— BEGIN Text shown —

That policy came into play last month when Keenan Anderson, cousin of a Black Lives Matter co-founder, was involved in a auto crash. He was acting erratically after the crash and officers attempted to detain him, according to reports.
In the ensuing struggle, he was hit with a stun gun multiple times. He died hours later of a heart attack. Nine days after the arrest, the department released a video of the incident. In the video, a department spokesperson gives a brief introduction, followed by segments of different officers’ bodycam footage. Captions and context text were added to the video.
Colorado Springs police intend to add similar elements to its video releases.
“Our goal is to let the digital evidence such as 911 call, body-worn camera, and radio traffic speak for itself,” Castro said. ” LAPD does more narration than we plan to do but the loose framework is similar.”
“It’s expected and good to see departments in compliance with these laws,” Pendergrass said.
“It’s critical to see the law come into effect,” he added, saying that as incidents happen both the public and law enforcement agencies will adjust to not having the usual fights over if and when to release videos from police use of force incidents.
“Those fights will be a thing of a past, and I think that will be a good thing for law enforcement as well as the public,” he said.
The policy change, announced before the release of the graphic bodycam footage of the fatal beating of Tyre Nichols in Memphis, Tenn., comes at a pivotal moment for Colorado Springs police. In the Transparency Matters report from last spring, a survey of the general public and police department employees found that both groups would like to see more transparency and fewer delays in the release of bodycam footage.
The Police Department has had its own incidents surrounding use of force and bodycam footage in recent years, including costing the city multiple cash settlements to marchers protesting police brutality in 2020 after they sued the city alleging unnecessary force in their arrests.
A year before that came the killing of De’Von Bailey, a 19-year-old who was shot in the back by Colorado Springs officers. CSPD initially rejected public calls for the release of the bodycam footage, but later reversed that decision and released video within two weeks of the incident.

— END Text shown —
— BEGIN Excerpted records —

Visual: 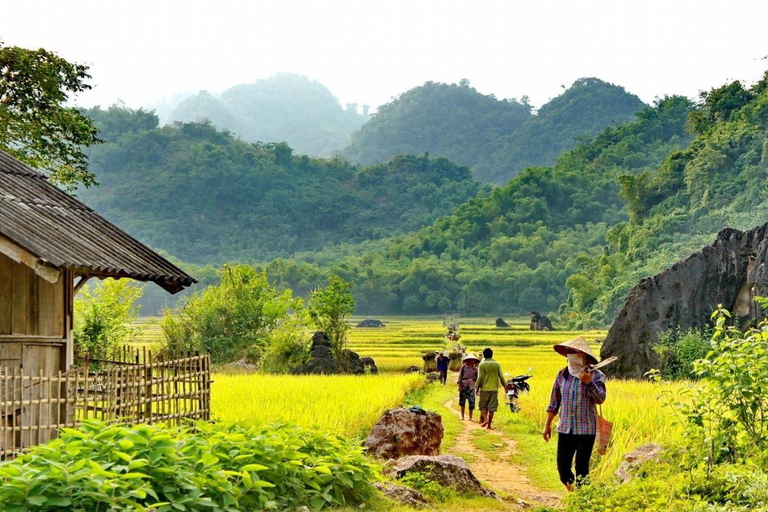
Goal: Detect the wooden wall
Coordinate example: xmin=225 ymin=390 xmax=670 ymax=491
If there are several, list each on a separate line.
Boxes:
xmin=0 ymin=254 xmax=71 ymax=373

— END Excerpted records —

Task 1: In one to three sentences, explain why, according to the article on police bodycam footage, Colorado Springs paid cash settlements to marchers who protested in 2020.
Task 2: Pick up the article on police bodycam footage after its final sentence and keep it going.

Final result 1: The marchers were protesting police brutality in 2020. They sued the city, alleging that unnecessary force was used in their arrests, and the city paid multiple cash settlements as a result.

Final result 2:
That footage showed Bailey fleeing from police when he was shot and killed, but also confirmed that he possessed a gun, which officers said they were fearful he was reaching for when they opened fire. A grand jury would later decide not to press charges against the two officers in the case, though the city would settle a wrongful-death suit of nearly $3 million with Bailey’s family.
Roy points toward the Bailey case as an example of how, even when video evidence is swiftly provided, there can still be a significant difference of opinion about the outcome.
“It’s a tool that can help the public, and the police in policing,” said Roy, “but it isn’t always a solution.”
The Law Enforcement Transparency and Advisory Committee chair also said cases like the recent one of Dalvin Gadson Ochoa, where an Oct. 9 traffic stop led to a violent arrest, highlighted the possible benefits of releasing footage quickly. Gadson Ochoa’s lawyer received and released bodycam video of the arrest roughly eight weeks after the fact. Most charges against Gadson Ochoa were later dropped.
Roy said he would love to see an automatic video release each time police use force, not just after a “significant event,” though he says that’s likely an unrealistic use of resources.
“Still,” Roy asks, “would we have ever seen the Gadson video if he didn’t decide to sue?”